Listed records:

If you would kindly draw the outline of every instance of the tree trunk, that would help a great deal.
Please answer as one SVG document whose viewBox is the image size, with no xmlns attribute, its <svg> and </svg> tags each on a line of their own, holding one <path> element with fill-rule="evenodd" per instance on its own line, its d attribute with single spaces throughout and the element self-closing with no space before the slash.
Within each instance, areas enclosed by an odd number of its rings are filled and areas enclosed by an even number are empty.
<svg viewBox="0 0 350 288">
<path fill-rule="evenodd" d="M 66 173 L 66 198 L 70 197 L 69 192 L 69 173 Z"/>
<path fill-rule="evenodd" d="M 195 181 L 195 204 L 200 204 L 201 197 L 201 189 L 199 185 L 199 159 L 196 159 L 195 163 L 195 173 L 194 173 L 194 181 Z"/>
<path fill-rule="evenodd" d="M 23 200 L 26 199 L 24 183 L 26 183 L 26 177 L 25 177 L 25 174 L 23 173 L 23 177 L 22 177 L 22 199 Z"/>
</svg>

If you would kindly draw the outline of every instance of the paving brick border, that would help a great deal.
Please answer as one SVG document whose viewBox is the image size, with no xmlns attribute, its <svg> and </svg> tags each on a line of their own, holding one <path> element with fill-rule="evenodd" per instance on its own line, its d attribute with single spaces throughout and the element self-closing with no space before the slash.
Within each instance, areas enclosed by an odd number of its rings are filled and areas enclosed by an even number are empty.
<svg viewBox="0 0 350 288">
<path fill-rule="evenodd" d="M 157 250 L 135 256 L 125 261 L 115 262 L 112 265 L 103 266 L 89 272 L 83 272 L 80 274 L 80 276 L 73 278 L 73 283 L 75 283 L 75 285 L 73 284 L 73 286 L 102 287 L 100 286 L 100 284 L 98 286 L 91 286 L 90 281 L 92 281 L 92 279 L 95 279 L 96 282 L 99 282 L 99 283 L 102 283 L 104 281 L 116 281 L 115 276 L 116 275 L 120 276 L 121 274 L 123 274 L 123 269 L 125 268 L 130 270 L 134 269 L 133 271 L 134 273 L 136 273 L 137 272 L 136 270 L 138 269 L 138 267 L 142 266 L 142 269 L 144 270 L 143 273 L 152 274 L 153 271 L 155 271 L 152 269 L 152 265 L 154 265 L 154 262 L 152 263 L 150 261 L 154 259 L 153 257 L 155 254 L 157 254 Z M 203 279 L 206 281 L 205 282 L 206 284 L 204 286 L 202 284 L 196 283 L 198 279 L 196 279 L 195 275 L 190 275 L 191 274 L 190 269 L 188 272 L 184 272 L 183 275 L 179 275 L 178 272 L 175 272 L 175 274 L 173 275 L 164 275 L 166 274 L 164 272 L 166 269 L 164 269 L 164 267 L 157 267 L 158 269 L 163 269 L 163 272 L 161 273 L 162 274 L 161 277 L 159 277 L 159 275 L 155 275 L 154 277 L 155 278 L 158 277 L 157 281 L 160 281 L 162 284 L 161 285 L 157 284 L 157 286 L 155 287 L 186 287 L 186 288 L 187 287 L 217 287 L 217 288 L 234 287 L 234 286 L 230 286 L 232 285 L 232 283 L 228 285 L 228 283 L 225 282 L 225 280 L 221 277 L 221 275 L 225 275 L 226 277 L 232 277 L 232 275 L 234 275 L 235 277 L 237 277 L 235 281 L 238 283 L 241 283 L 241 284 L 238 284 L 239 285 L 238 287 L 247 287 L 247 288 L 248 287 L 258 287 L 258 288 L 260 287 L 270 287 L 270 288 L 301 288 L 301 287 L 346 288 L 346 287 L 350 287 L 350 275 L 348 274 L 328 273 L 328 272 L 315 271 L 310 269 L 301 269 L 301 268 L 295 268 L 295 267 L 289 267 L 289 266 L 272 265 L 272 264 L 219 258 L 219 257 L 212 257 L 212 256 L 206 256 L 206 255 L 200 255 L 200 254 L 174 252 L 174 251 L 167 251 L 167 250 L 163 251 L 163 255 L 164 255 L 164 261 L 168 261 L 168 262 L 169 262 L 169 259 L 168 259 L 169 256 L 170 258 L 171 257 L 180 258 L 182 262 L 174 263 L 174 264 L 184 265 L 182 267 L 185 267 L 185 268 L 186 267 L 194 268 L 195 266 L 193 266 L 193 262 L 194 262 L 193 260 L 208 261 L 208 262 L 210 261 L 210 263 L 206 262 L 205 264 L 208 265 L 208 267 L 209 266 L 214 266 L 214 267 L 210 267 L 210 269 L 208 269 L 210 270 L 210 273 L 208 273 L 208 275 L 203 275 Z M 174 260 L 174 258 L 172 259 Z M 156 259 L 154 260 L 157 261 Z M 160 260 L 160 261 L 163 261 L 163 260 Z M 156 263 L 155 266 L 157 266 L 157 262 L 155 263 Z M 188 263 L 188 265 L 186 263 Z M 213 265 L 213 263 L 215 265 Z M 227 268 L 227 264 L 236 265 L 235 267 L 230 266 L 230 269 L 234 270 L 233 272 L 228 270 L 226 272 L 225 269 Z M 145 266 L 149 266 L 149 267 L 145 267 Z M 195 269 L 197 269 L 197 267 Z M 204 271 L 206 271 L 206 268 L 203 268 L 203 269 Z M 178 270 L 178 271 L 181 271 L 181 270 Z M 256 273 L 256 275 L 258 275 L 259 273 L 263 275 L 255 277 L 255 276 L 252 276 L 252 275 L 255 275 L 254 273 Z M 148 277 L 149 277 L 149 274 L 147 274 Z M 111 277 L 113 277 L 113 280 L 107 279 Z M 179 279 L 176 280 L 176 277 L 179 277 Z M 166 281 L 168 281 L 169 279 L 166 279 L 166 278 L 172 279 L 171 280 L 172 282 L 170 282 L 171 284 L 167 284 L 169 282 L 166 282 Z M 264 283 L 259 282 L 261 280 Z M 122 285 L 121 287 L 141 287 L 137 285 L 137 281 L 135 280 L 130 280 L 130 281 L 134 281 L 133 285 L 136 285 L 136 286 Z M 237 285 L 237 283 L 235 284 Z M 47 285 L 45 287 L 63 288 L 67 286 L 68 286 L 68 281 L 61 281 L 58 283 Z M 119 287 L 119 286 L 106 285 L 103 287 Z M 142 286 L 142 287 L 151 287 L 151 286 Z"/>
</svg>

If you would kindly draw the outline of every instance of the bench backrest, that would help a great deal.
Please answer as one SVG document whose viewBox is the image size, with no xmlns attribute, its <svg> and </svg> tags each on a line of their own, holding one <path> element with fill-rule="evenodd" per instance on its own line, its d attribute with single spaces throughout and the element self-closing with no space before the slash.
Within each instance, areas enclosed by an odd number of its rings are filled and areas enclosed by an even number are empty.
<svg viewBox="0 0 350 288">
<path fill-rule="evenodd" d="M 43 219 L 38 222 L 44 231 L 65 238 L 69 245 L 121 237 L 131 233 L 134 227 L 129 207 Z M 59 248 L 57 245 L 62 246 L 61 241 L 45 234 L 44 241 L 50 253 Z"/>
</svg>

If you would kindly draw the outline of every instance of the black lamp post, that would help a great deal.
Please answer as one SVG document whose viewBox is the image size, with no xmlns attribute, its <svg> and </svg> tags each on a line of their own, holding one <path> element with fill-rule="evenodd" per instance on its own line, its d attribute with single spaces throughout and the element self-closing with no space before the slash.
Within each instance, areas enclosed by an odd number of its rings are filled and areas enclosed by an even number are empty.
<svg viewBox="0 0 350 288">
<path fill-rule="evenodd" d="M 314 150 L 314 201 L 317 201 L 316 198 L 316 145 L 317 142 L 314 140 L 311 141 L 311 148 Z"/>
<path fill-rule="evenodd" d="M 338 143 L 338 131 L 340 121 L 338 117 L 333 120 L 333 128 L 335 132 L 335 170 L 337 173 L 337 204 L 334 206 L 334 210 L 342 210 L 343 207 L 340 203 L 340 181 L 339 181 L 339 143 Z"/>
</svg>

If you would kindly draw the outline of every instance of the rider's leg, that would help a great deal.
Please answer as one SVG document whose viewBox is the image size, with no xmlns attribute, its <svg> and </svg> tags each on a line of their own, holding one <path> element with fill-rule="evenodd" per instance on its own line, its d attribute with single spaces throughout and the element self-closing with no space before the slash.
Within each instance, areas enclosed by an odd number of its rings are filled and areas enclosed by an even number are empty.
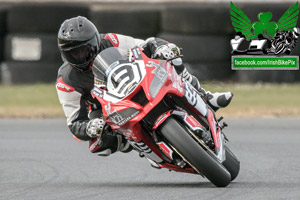
<svg viewBox="0 0 300 200">
<path fill-rule="evenodd" d="M 180 59 L 181 60 L 181 59 Z M 233 93 L 232 92 L 215 92 L 211 93 L 210 91 L 206 91 L 204 88 L 200 86 L 199 80 L 191 75 L 186 67 L 180 63 L 174 62 L 173 65 L 175 66 L 175 69 L 177 73 L 186 81 L 191 83 L 191 85 L 196 88 L 204 97 L 206 102 L 210 107 L 214 109 L 214 111 L 217 111 L 219 108 L 224 108 L 228 106 L 228 104 L 231 102 Z"/>
</svg>

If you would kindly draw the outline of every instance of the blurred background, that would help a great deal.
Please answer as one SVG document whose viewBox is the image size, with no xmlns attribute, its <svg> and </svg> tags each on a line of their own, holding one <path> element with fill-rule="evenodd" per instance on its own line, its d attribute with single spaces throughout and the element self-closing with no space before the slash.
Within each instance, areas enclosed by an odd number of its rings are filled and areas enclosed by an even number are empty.
<svg viewBox="0 0 300 200">
<path fill-rule="evenodd" d="M 271 21 L 277 22 L 295 2 L 234 1 L 234 4 L 253 22 L 257 21 L 259 12 L 267 11 L 273 13 Z M 230 20 L 230 1 L 0 0 L 0 117 L 27 116 L 28 112 L 36 112 L 32 108 L 38 110 L 37 105 L 44 101 L 48 104 L 42 104 L 41 109 L 51 106 L 49 111 L 39 116 L 62 116 L 61 108 L 56 114 L 47 114 L 59 105 L 54 83 L 62 61 L 56 36 L 65 19 L 78 15 L 90 19 L 100 33 L 119 33 L 141 39 L 156 36 L 177 44 L 183 48 L 184 61 L 191 73 L 204 86 L 212 90 L 235 90 L 238 94 L 241 90 L 245 94 L 239 102 L 249 107 L 259 105 L 260 98 L 268 104 L 270 98 L 281 97 L 274 108 L 286 106 L 284 104 L 288 104 L 286 100 L 289 99 L 293 102 L 300 100 L 299 96 L 295 96 L 300 92 L 299 70 L 231 70 L 230 39 L 234 37 L 234 29 Z M 300 54 L 299 44 L 292 54 Z M 272 96 L 272 91 L 274 95 L 280 94 L 279 97 Z M 26 95 L 29 95 L 28 99 Z M 53 100 L 50 102 L 49 99 Z M 25 114 L 17 114 L 21 102 L 26 101 L 33 102 L 33 105 L 29 105 Z M 297 106 L 296 111 L 291 111 L 296 116 L 300 113 Z M 8 107 L 14 108 L 7 110 Z M 240 114 L 245 112 L 248 112 L 247 109 Z"/>
</svg>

Work item: What is needed is a verbatim copy of every line in the records above from the one containing "backrest, that would help a great deal." down to the one containing "post, that would help a great deal.", both included, and nothing more.

Response area:
If you would kindly draw the outline of every instance of the bench backrest, that would help a great deal.
Please answer as one SVG document whose viewBox is the image size, with no xmlns attribute, its <svg> and </svg> tags each on a line of their own, holding one <path> element with fill-rule="evenodd" per instance on its own line, its d attribute with single spaces throughout and the element self-closing with no space before the slash.
Within each instance, areas enclosed by an odd number of its rings are filled and areas enclosed by an even number are empty.
<svg viewBox="0 0 350 288">
<path fill-rule="evenodd" d="M 43 219 L 38 222 L 44 231 L 65 238 L 69 245 L 121 237 L 131 233 L 134 227 L 129 207 Z M 59 248 L 57 245 L 62 246 L 61 241 L 45 234 L 44 241 L 50 253 Z"/>
</svg>

If you would kindly draw the outline of every instance of the black lamp post, that would help a great deal.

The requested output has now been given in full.